§ Text excerpt
It is another object of the present invention to provide a method
and apparatus for reproducing a plurality of separately recorded
sounds or sounds produced by a plurality of sound sources, where
sounds from each sound source (or a predetermined group of sound
sources) are captured by separate sound detectors, and where the
separately captured sounds are converted to audio signals, each of
which is transmitted to a separate loudspeaker system for
reproduction of the originally captured sounds (with or without
first recording the audio signals), where each signal path is
connected to an amplification system to separately amplify audio
signals corresponding to the sounds from each source (or
predetermined group of sources) and where the amplifier systems are
separately controlled by a controller so that the relationship
among the components of the power (amplifier) network and those of
the loudspeaker network can be selectively controlled. This control
can be automatically implemented based on the dynamic
characteristics of the audio signals (or the produced sounds) or a
user can manually control the reproduction of each sound (or
predetermined groups of sounds) through a user interface that
enables the user to independently adjust the input power levels of
each sound (or predetermined group of sounds) from "off" to
relatively high levels of corresponding output power levels without
necessarily affecting the power level of any of the other
independently controlled audio signals.

§ Provided data
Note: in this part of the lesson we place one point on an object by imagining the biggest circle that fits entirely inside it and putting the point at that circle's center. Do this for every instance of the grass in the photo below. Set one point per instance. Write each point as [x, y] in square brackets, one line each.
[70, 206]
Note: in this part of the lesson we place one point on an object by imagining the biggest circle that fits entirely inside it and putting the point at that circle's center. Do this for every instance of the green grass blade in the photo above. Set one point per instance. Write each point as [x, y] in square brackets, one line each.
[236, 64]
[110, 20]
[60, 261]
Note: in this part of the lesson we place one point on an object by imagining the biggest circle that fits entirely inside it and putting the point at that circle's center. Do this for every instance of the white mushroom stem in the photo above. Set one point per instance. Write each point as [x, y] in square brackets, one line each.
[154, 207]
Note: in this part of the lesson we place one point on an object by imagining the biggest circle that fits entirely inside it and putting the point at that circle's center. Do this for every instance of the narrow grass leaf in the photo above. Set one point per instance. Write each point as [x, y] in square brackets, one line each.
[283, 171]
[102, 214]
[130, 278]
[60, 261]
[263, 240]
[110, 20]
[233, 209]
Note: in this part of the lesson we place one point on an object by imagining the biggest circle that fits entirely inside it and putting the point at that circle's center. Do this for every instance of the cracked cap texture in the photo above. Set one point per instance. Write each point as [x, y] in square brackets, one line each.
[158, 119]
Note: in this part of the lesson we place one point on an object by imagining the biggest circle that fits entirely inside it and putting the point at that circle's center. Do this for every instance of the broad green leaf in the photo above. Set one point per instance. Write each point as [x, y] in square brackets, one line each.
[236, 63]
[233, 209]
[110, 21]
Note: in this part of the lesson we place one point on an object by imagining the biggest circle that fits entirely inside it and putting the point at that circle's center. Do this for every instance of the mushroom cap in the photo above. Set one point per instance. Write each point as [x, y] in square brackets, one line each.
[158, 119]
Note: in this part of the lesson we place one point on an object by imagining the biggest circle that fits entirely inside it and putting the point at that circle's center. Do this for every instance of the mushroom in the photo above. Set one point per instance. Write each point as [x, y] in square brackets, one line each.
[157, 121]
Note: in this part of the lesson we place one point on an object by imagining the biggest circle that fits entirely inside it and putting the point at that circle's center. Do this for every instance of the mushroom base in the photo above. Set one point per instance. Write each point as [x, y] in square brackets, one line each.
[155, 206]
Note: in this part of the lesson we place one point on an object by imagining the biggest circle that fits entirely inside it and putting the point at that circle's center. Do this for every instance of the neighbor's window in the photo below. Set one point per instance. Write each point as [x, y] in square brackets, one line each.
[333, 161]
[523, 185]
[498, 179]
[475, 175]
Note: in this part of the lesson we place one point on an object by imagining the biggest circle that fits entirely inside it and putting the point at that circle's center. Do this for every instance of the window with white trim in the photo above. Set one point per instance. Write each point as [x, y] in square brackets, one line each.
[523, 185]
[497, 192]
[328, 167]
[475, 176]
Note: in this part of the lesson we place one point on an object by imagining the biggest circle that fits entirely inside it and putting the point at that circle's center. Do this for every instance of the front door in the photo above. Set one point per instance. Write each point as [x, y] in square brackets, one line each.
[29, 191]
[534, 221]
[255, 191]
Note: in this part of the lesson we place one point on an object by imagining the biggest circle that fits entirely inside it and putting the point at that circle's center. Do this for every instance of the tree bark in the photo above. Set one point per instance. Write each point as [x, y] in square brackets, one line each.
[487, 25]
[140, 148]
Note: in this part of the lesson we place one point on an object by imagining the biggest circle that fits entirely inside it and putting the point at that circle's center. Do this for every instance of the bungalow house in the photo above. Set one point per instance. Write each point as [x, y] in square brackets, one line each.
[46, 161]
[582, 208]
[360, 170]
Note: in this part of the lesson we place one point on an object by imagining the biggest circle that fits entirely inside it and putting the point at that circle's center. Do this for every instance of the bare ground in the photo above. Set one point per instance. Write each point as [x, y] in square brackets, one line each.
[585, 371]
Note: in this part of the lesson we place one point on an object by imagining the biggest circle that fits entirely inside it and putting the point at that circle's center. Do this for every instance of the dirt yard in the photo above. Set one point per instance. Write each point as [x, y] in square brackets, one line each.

§ Your task
List, in order, every phrase that appears in parentheses in the sound-reproduction excerpt.

§ Output for this task
(or a predetermined group of sound sources)
(with or without first recording the audio signals)
(or predetermined group of sources)
(amplifier)
(or the produced sounds)
(or predetermined groups of sounds)
(or predetermined group of sounds)